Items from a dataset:
******
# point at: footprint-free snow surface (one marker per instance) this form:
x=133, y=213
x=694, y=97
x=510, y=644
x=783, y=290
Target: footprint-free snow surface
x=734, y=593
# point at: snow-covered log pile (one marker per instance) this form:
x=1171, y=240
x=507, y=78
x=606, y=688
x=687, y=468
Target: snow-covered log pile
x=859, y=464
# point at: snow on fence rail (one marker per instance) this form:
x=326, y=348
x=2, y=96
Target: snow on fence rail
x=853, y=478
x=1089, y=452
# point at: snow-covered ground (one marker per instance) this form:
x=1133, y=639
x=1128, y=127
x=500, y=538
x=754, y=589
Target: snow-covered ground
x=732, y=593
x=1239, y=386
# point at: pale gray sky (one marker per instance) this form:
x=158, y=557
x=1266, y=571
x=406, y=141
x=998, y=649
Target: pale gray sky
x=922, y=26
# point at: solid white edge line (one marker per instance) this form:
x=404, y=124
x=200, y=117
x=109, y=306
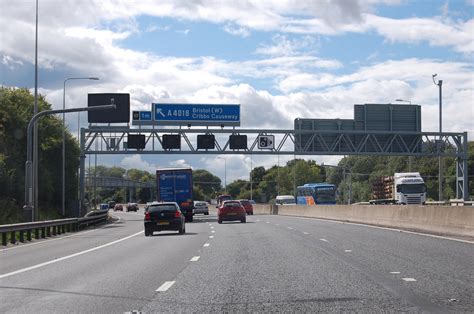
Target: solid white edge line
x=383, y=228
x=165, y=286
x=67, y=257
x=59, y=237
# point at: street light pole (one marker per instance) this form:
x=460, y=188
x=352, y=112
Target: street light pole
x=30, y=185
x=63, y=202
x=440, y=163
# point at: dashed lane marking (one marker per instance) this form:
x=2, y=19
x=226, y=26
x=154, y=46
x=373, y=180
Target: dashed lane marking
x=164, y=287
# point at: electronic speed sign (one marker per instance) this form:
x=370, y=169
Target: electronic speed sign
x=266, y=142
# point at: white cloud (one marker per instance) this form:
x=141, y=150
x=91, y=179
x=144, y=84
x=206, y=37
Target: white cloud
x=237, y=31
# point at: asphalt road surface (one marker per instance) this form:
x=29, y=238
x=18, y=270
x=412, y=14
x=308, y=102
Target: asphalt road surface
x=269, y=264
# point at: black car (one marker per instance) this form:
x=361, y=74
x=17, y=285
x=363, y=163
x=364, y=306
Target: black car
x=164, y=216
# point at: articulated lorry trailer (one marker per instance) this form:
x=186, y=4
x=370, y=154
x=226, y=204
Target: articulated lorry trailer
x=176, y=185
x=401, y=188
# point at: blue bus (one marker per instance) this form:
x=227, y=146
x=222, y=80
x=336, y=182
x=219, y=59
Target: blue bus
x=316, y=194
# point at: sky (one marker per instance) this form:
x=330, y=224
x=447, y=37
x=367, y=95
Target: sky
x=278, y=59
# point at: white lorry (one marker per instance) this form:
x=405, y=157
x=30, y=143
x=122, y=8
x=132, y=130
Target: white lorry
x=402, y=188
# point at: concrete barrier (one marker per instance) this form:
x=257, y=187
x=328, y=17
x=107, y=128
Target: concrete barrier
x=264, y=209
x=451, y=220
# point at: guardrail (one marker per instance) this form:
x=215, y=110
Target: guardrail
x=44, y=229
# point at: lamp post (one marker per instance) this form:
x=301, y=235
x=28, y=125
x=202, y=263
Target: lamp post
x=440, y=165
x=399, y=99
x=64, y=139
x=225, y=173
x=30, y=185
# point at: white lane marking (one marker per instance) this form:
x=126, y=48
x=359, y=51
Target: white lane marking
x=68, y=256
x=383, y=228
x=165, y=286
x=58, y=237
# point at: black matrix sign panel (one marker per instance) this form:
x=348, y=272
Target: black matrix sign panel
x=119, y=115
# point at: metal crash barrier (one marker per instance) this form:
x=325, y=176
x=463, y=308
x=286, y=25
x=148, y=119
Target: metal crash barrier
x=42, y=229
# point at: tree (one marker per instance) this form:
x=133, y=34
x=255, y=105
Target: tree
x=16, y=110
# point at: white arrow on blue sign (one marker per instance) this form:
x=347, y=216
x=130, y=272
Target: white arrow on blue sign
x=197, y=114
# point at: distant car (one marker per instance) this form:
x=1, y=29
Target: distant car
x=248, y=206
x=231, y=210
x=221, y=198
x=104, y=206
x=285, y=200
x=164, y=216
x=201, y=208
x=132, y=207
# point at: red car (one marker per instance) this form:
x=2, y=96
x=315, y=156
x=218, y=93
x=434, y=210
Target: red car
x=231, y=210
x=248, y=206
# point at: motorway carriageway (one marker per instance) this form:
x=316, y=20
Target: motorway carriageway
x=269, y=264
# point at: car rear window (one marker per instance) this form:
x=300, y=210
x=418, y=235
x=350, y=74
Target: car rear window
x=160, y=208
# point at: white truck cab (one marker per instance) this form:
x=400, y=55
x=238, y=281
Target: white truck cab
x=409, y=188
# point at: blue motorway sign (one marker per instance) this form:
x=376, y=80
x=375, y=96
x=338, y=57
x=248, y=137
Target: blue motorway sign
x=196, y=114
x=145, y=115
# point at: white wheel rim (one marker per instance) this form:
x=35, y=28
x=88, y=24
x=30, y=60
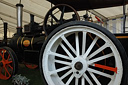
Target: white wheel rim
x=85, y=74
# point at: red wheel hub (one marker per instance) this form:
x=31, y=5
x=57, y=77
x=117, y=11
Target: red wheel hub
x=6, y=67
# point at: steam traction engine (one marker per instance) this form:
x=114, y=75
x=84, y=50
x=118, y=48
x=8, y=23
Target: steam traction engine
x=69, y=52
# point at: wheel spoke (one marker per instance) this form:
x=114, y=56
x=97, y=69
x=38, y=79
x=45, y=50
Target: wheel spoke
x=94, y=78
x=8, y=57
x=100, y=58
x=5, y=73
x=70, y=79
x=106, y=67
x=84, y=43
x=90, y=47
x=66, y=50
x=59, y=70
x=68, y=44
x=63, y=62
x=1, y=69
x=82, y=81
x=77, y=44
x=10, y=66
x=54, y=17
x=98, y=50
x=59, y=55
x=8, y=62
x=3, y=54
x=66, y=74
x=87, y=78
x=100, y=73
x=62, y=14
x=76, y=81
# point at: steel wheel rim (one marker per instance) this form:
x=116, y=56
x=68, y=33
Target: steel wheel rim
x=49, y=68
x=6, y=70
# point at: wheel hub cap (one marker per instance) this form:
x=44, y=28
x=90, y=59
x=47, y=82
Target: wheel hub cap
x=78, y=66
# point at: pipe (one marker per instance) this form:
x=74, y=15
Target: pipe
x=19, y=18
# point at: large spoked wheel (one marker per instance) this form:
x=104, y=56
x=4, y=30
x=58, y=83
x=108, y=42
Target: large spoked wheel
x=58, y=15
x=8, y=63
x=83, y=53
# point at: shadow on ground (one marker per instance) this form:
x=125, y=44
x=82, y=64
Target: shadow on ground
x=32, y=74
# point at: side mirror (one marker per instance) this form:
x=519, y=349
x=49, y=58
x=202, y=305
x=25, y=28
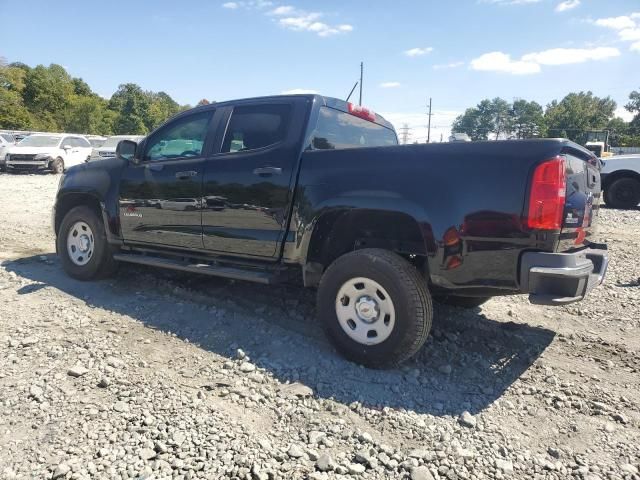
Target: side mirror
x=126, y=150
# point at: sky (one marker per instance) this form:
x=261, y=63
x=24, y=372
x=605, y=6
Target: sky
x=457, y=52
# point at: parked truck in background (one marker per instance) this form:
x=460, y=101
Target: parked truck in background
x=315, y=190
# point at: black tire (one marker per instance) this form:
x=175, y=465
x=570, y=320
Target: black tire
x=461, y=302
x=57, y=166
x=623, y=193
x=408, y=293
x=101, y=264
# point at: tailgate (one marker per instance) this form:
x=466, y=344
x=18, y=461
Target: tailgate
x=582, y=200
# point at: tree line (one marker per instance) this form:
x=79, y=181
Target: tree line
x=49, y=99
x=572, y=117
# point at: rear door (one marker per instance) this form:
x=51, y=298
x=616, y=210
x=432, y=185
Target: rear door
x=582, y=199
x=160, y=197
x=247, y=188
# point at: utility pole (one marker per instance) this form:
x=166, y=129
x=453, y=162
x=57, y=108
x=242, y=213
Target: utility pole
x=404, y=132
x=361, y=76
x=429, y=127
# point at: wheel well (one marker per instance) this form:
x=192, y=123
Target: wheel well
x=342, y=231
x=612, y=177
x=71, y=200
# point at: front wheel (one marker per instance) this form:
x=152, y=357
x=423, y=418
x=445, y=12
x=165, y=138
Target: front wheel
x=82, y=245
x=57, y=166
x=375, y=307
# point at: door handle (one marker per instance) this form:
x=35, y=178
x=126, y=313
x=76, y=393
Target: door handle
x=267, y=171
x=186, y=175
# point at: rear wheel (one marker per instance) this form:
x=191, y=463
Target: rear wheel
x=623, y=193
x=462, y=302
x=375, y=307
x=57, y=166
x=82, y=245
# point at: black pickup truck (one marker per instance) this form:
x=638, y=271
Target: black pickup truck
x=316, y=190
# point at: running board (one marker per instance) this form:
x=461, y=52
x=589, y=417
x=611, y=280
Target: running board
x=203, y=268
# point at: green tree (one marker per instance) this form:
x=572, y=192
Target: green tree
x=577, y=113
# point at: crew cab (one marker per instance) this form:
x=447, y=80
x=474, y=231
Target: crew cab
x=315, y=190
x=621, y=181
x=48, y=151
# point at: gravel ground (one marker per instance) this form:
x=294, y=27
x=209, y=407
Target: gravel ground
x=159, y=375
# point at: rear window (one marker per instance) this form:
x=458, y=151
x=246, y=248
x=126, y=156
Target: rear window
x=336, y=130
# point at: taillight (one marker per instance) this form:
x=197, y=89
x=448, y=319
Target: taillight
x=547, y=198
x=362, y=112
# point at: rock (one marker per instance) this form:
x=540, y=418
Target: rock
x=467, y=420
x=315, y=436
x=295, y=390
x=28, y=341
x=356, y=468
x=421, y=473
x=295, y=451
x=104, y=382
x=147, y=454
x=61, y=471
x=247, y=367
x=121, y=407
x=77, y=371
x=628, y=468
x=325, y=463
x=505, y=465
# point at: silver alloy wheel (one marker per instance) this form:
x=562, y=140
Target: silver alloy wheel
x=365, y=311
x=80, y=243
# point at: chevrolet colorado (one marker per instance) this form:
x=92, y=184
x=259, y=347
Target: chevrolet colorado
x=313, y=189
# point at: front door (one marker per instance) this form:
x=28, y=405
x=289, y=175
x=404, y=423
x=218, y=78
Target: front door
x=160, y=195
x=246, y=189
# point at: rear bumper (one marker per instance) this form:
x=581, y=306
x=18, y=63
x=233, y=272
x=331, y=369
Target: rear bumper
x=562, y=278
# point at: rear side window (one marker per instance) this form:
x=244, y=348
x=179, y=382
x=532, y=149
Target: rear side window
x=336, y=130
x=183, y=138
x=256, y=126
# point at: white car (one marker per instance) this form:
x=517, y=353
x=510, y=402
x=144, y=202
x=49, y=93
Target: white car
x=7, y=140
x=108, y=148
x=48, y=151
x=620, y=178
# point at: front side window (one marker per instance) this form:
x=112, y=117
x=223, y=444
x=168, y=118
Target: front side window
x=256, y=126
x=337, y=129
x=183, y=138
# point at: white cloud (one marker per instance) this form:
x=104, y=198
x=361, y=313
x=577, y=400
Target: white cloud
x=532, y=62
x=418, y=52
x=446, y=66
x=298, y=91
x=617, y=23
x=567, y=56
x=567, y=5
x=501, y=62
x=291, y=18
x=390, y=84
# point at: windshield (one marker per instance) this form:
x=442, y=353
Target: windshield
x=112, y=142
x=39, y=141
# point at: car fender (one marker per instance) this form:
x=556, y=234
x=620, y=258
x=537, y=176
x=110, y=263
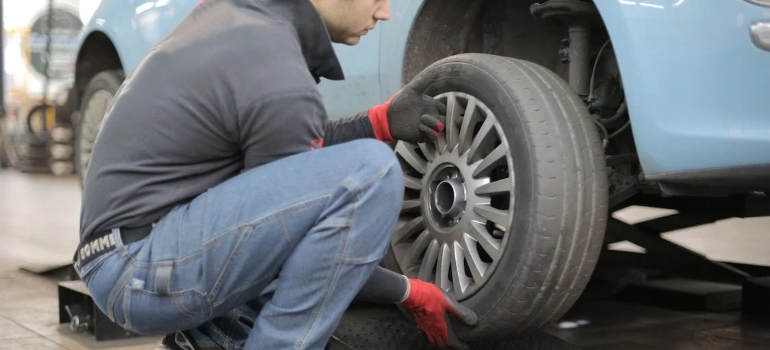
******
__Instructions to follow__: Can you copy the lines above word for word, starting at the line that contains "# point at: front door" and ending at the line that contains "x=246, y=189", including both?

__Full output__:
# point at: front door (one marker per instance) this form:
x=28, y=405
x=289, y=175
x=404, y=423
x=218, y=78
Target: front door
x=160, y=195
x=246, y=189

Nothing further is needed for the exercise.